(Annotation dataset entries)

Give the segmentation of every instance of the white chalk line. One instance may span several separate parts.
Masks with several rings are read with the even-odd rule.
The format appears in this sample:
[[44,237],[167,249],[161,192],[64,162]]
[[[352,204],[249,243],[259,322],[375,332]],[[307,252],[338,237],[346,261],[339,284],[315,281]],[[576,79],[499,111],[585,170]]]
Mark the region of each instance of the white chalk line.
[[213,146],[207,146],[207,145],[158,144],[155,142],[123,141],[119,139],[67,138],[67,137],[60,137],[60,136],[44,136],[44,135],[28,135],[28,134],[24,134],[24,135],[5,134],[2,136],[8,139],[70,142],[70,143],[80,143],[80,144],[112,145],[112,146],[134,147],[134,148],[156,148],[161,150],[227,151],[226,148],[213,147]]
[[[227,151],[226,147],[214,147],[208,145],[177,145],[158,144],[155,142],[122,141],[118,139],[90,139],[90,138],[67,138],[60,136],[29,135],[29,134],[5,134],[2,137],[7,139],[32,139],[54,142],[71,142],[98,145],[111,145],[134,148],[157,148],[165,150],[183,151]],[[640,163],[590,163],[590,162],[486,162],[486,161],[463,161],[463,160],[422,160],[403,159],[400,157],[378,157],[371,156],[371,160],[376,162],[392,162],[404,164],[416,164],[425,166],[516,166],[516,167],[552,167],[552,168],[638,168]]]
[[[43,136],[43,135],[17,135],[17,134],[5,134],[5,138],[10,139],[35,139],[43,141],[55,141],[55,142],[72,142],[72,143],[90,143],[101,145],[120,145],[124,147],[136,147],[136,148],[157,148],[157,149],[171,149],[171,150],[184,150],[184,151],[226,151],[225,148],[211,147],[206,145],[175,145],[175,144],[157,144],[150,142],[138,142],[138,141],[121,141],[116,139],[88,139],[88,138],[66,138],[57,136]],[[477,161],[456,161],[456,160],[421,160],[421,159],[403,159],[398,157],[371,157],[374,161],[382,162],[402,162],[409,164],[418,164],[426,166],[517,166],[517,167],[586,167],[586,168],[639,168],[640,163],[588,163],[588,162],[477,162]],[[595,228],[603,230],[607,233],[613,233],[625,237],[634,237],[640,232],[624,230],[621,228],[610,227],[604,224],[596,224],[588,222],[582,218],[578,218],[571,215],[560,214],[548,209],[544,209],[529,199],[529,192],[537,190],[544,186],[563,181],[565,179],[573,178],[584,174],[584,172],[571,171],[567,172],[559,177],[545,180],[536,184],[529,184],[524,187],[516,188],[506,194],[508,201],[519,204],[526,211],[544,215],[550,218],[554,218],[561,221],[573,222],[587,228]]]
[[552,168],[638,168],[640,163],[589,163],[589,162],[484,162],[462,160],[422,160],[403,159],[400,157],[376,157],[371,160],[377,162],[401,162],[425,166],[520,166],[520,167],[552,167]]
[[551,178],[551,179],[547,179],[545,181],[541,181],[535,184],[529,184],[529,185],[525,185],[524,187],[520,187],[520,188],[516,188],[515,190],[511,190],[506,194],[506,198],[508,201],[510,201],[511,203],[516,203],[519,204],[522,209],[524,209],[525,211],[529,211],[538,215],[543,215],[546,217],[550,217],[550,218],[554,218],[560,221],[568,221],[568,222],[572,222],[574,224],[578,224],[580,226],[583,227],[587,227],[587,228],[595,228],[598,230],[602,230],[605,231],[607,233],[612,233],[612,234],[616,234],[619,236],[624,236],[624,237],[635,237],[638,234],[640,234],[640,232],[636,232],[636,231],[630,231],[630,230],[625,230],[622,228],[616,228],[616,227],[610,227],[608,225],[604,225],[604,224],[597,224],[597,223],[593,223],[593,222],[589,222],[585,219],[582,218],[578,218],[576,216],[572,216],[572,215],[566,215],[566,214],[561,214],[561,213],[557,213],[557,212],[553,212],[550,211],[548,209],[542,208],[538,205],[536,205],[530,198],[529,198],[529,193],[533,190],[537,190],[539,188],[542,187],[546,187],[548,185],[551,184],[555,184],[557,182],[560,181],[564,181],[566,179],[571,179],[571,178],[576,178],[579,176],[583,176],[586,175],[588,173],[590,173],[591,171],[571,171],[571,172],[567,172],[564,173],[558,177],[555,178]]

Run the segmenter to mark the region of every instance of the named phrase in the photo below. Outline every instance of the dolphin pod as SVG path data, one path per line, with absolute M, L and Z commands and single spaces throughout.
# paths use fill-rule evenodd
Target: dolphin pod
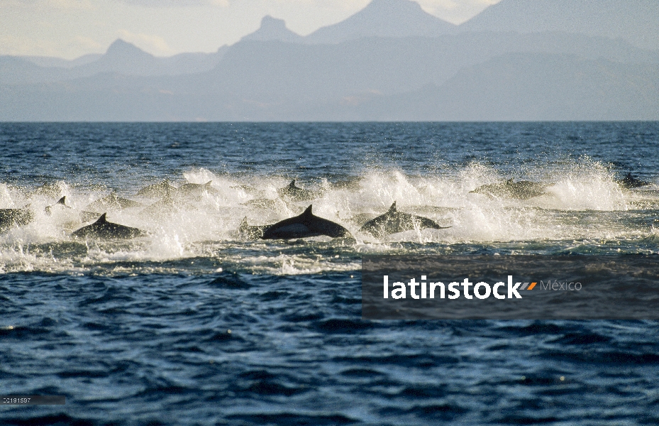
M 417 226 L 421 229 L 450 228 L 450 226 L 440 226 L 427 217 L 399 212 L 396 209 L 394 201 L 386 213 L 364 224 L 360 229 L 360 231 L 367 232 L 376 238 L 380 238 L 390 234 L 411 231 L 416 229 Z
M 284 219 L 263 231 L 262 239 L 290 239 L 326 235 L 332 238 L 352 238 L 350 233 L 340 224 L 319 217 L 311 212 L 311 207 L 301 214 Z
M 478 187 L 470 193 L 485 194 L 493 197 L 528 200 L 545 193 L 547 185 L 536 182 L 509 179 L 504 183 L 490 183 Z
M 107 213 L 104 213 L 97 221 L 91 225 L 82 226 L 71 235 L 100 239 L 128 239 L 145 234 L 141 229 L 109 222 L 106 219 L 106 214 Z

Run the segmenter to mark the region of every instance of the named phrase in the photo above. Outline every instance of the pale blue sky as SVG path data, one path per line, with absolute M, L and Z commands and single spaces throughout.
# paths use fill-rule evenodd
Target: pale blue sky
M 0 0 L 0 55 L 73 59 L 121 38 L 158 56 L 214 52 L 255 31 L 265 15 L 306 35 L 370 0 Z M 460 23 L 499 0 L 419 0 Z

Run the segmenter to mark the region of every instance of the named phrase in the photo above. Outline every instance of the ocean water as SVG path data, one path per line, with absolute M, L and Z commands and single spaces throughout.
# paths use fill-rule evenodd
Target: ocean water
M 34 217 L 0 234 L 0 388 L 67 396 L 3 425 L 659 424 L 655 321 L 360 318 L 365 253 L 659 253 L 659 123 L 0 123 L 0 208 Z M 470 192 L 510 178 L 546 192 Z M 165 179 L 210 189 L 136 195 Z M 113 193 L 138 204 L 93 207 Z M 450 227 L 359 231 L 394 201 Z M 237 232 L 309 204 L 355 241 Z M 146 235 L 72 237 L 91 210 Z

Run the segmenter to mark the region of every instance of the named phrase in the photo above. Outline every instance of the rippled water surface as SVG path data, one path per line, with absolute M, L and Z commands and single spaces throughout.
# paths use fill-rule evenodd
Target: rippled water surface
M 0 145 L 0 209 L 33 218 L 0 234 L 0 387 L 67 398 L 3 424 L 659 424 L 656 322 L 360 319 L 364 253 L 658 253 L 658 123 L 3 123 Z M 545 192 L 471 192 L 510 178 Z M 165 179 L 211 183 L 137 195 Z M 450 227 L 360 231 L 394 201 Z M 238 231 L 309 204 L 355 240 Z M 145 234 L 72 236 L 105 212 Z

* _AIM OF THE EXERCISE_
Except for the pictures, reproduce every line exactly.

* _ANSWER BELOW_
Give the segmentation of every instance of the white chalk line. One instance may span several separate parts.
Masks with several rings are read with the even-odd rule.
The format appears in this sample:
[[44,237],[167,249],[161,192],[64,162]]
[[[352,204],[249,243],[259,322],[375,332]],[[307,252],[338,237],[346,261],[339,284],[315,281]],[[576,79],[499,111],[585,170]]]
Mark the region of each instance of the white chalk line.
[[213,146],[207,146],[207,145],[158,144],[155,142],[123,141],[119,139],[67,138],[67,137],[60,137],[60,136],[44,136],[44,135],[28,135],[28,134],[24,134],[24,135],[5,134],[2,136],[8,139],[70,142],[70,143],[80,143],[80,144],[112,145],[112,146],[134,147],[134,148],[156,148],[161,150],[227,151],[226,148],[213,147]]
[[[227,151],[226,147],[214,147],[208,145],[177,145],[158,144],[155,142],[122,141],[118,139],[90,139],[90,138],[67,138],[60,136],[29,135],[29,134],[5,134],[2,137],[7,139],[32,139],[54,142],[71,142],[98,145],[111,145],[134,148],[157,148],[165,150],[183,151]],[[640,163],[590,163],[590,162],[486,162],[486,161],[463,161],[463,160],[422,160],[403,159],[400,157],[378,157],[371,156],[371,160],[376,162],[392,162],[404,164],[416,164],[425,166],[516,166],[516,167],[552,167],[552,168],[638,168]]]
[[[43,136],[43,135],[17,135],[17,134],[5,134],[5,138],[10,139],[35,139],[43,141],[55,141],[55,142],[72,142],[72,143],[90,143],[101,145],[120,145],[124,147],[136,147],[136,148],[157,148],[157,149],[171,149],[171,150],[184,150],[184,151],[226,151],[225,148],[211,147],[206,145],[175,145],[175,144],[157,144],[150,142],[138,142],[138,141],[121,141],[116,139],[88,139],[88,138],[66,138],[57,136]],[[477,161],[456,161],[456,160],[421,160],[421,159],[403,159],[398,157],[371,157],[374,161],[382,162],[402,162],[409,164],[418,164],[426,166],[517,166],[517,167],[586,167],[586,168],[639,168],[640,163],[588,163],[588,162],[477,162]],[[595,228],[603,230],[607,233],[613,233],[625,237],[634,237],[640,232],[624,230],[621,228],[610,227],[604,224],[596,224],[588,222],[582,218],[578,218],[571,215],[560,214],[548,209],[544,209],[529,199],[529,192],[537,190],[544,186],[563,181],[565,179],[573,178],[584,174],[584,172],[571,171],[567,172],[559,177],[545,180],[536,184],[529,184],[524,187],[516,188],[506,194],[508,201],[519,204],[526,211],[544,215],[550,218],[554,218],[561,221],[573,222],[587,228]]]
[[552,168],[638,168],[640,163],[589,163],[589,162],[484,162],[462,160],[422,160],[403,159],[400,157],[376,157],[371,160],[377,162],[401,162],[425,166],[520,166],[520,167],[552,167]]
[[551,178],[551,179],[547,179],[545,181],[541,181],[535,184],[529,184],[529,185],[525,185],[524,187],[520,187],[520,188],[516,188],[515,190],[511,190],[506,194],[506,198],[508,201],[510,201],[511,203],[516,203],[519,204],[522,209],[524,209],[525,211],[529,211],[538,215],[543,215],[546,217],[550,217],[550,218],[554,218],[560,221],[568,221],[568,222],[572,222],[574,224],[578,224],[580,226],[583,227],[587,227],[587,228],[595,228],[598,230],[602,230],[605,231],[607,233],[612,233],[612,234],[616,234],[619,236],[624,236],[624,237],[635,237],[638,234],[640,234],[640,232],[636,232],[636,231],[630,231],[630,230],[625,230],[622,228],[616,228],[616,227],[610,227],[608,225],[604,225],[604,224],[597,224],[597,223],[593,223],[593,222],[589,222],[585,219],[582,218],[578,218],[576,216],[572,216],[572,215],[566,215],[566,214],[561,214],[561,213],[557,213],[557,212],[553,212],[550,211],[548,209],[542,208],[538,205],[536,205],[530,198],[529,198],[529,193],[533,190],[537,190],[539,188],[542,187],[546,187],[548,185],[551,184],[555,184],[557,182],[560,181],[564,181],[566,179],[571,179],[571,178],[576,178],[579,176],[583,176],[586,175],[588,173],[590,173],[591,171],[571,171],[571,172],[567,172],[564,173],[558,177],[555,178]]

Run the segmenter to mark the region of every instance of the named phrase in the photo below. Outline every instance of the dolphin pod as SVG path data, one path per line, with absolute M, L and Z commands and single spaces throughout.
# paths use fill-rule evenodd
Target: dolphin pod
M 417 226 L 421 229 L 450 228 L 450 226 L 440 226 L 427 217 L 399 212 L 396 209 L 394 201 L 386 213 L 364 224 L 360 229 L 360 231 L 367 232 L 376 238 L 380 238 L 390 234 L 411 231 L 416 229 Z
M 284 219 L 263 231 L 262 239 L 290 239 L 326 235 L 332 238 L 352 238 L 350 233 L 340 224 L 319 217 L 311 212 L 311 207 L 301 214 Z
M 478 187 L 470 193 L 485 194 L 493 197 L 528 200 L 545 193 L 547 185 L 536 182 L 509 179 L 504 183 L 490 183 Z
M 107 213 L 104 213 L 97 221 L 91 225 L 82 226 L 71 235 L 100 239 L 128 239 L 145 234 L 141 229 L 109 222 L 106 219 L 106 214 Z

Run the segmenter to mark the region of every instance of the named phrase in the photo above. Outline every instance of the pale blue sky as SVG path data, one path per line, with absolute M, L and Z commands and single spaces throughout.
# paths use fill-rule evenodd
Target: pale blue sky
M 0 0 L 0 55 L 73 59 L 121 38 L 158 56 L 214 52 L 255 31 L 265 15 L 306 35 L 370 0 Z M 460 23 L 499 0 L 419 0 Z

Run the segmenter to mark the region of every instance of the named phrase in the photo above. Outline every instance of the ocean water as SVG path data, one path per line, with absolute M, L and Z commands and single spaces throughout.
# paths use fill-rule evenodd
Target: ocean water
M 34 217 L 0 234 L 0 388 L 67 396 L 3 425 L 659 424 L 655 321 L 360 318 L 365 253 L 659 253 L 659 123 L 0 123 L 0 208 Z M 470 192 L 510 178 L 546 192 Z M 165 179 L 210 189 L 136 195 Z M 113 193 L 138 204 L 93 207 Z M 450 227 L 359 231 L 394 201 Z M 237 232 L 309 204 L 355 241 Z M 146 235 L 72 237 L 91 210 Z

Run the segmenter to mark the region of every instance of the named phrase in the photo above. Outline every instance of the rippled water surface as SVG path data, one path per line, with absolute M, L and Z commands and single spaces throughout.
# paths use fill-rule evenodd
Target: rippled water surface
M 0 145 L 0 209 L 33 218 L 0 234 L 0 387 L 67 398 L 3 424 L 659 424 L 656 322 L 360 319 L 364 253 L 658 253 L 658 123 L 3 123 Z M 545 192 L 471 192 L 510 178 Z M 165 179 L 211 183 L 137 195 Z M 450 227 L 360 231 L 394 201 Z M 238 231 L 309 204 L 355 240 Z M 145 234 L 72 236 L 105 212 Z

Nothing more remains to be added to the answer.